■ **Supplied entries**
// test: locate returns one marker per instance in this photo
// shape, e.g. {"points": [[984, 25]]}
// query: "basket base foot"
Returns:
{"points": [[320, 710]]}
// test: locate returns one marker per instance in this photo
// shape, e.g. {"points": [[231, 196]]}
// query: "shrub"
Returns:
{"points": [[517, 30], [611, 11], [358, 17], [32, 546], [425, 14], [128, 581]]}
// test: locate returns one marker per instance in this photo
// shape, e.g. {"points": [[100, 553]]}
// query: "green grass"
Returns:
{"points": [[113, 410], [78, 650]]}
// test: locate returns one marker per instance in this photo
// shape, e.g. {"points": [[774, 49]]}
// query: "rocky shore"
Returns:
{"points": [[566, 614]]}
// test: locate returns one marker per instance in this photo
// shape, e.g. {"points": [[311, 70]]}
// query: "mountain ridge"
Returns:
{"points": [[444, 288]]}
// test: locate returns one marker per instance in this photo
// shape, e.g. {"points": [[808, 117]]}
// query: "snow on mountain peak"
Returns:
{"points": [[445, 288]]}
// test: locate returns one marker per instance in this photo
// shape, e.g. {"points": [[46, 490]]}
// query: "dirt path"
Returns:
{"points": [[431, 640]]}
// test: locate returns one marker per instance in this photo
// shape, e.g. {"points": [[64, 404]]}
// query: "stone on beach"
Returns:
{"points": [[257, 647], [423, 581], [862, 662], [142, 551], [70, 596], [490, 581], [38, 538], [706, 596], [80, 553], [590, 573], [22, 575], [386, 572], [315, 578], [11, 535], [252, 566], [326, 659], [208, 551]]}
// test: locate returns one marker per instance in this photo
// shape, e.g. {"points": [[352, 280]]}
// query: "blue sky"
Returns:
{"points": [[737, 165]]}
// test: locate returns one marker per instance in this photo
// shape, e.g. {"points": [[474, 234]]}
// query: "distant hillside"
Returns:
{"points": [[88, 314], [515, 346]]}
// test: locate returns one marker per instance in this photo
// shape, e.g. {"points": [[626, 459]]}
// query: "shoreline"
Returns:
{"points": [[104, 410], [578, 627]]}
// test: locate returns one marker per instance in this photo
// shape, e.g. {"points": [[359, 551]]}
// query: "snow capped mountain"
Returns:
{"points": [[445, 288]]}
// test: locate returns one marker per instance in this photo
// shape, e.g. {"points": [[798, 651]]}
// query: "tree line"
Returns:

■ **The request**
Set down the listing in full, keeping every word exactly as it is.

■ **Finished exercise**
// test: locate returns one marker per instance in this photo
// shape, e.g. {"points": [[984, 25]]}
// query: "basket base foot"
Returns:
{"points": [[320, 710]]}
// test: locate returns one marker per instance in this photo
// shape, e.g. {"points": [[231, 196]]}
// query: "shrub"
Returns:
{"points": [[517, 30], [611, 11], [358, 17], [32, 546], [425, 14], [128, 581]]}
// test: locate returns one marker per instance in this photo
// shape, e.g. {"points": [[100, 553]]}
// query: "green grass"
Returns:
{"points": [[113, 410], [78, 650]]}
// test: locate returns one marker per instance in this photo
// shape, e.g. {"points": [[774, 49]]}
// query: "rocky shore"
Returns:
{"points": [[566, 614]]}
// test: locate returns one marker per instance in this photo
// shape, e.g. {"points": [[311, 70]]}
// query: "mountain ridge"
Returns:
{"points": [[444, 288]]}
// test: locate returns one marker per instance in this photo
// shape, e.g. {"points": [[808, 117]]}
// query: "snow on mountain peak"
Returns:
{"points": [[445, 288]]}
// test: locate returns one marker per instance in this photo
// shape, e.g. {"points": [[46, 490]]}
// query: "dirt path"
Returns:
{"points": [[431, 640]]}
// test: locate returns one marker per instance in this photo
// shape, e.g. {"points": [[64, 404]]}
// query: "stone on beach"
Returns:
{"points": [[257, 647], [423, 581], [862, 662], [142, 551], [70, 596], [490, 581], [38, 538], [706, 596], [80, 553], [590, 573], [22, 575], [386, 572], [315, 578], [11, 535], [252, 566], [326, 659], [208, 551]]}
// test: locate returns one marker per instance in this photo
// shape, e.g. {"points": [[352, 280]]}
// query: "blue sky"
Returns:
{"points": [[737, 165]]}
// test: locate returns one marker per instance in this photo
// shape, e.g. {"points": [[474, 234]]}
// query: "distant hillside"
Returns:
{"points": [[88, 314], [515, 346]]}
// test: locate returns one marker per instance in this photo
// shape, e.g. {"points": [[626, 459]]}
// query: "shoreline"
Returns:
{"points": [[104, 410], [578, 627]]}
// test: locate returns one marker per instance in this photo
// shape, e.g. {"points": [[359, 551]]}
// query: "snow capped mountain"
Returns:
{"points": [[445, 288]]}
// test: locate returns one marker per instance in this photo
// shape, e.g. {"points": [[798, 651]]}
// query: "tree line"
Returns:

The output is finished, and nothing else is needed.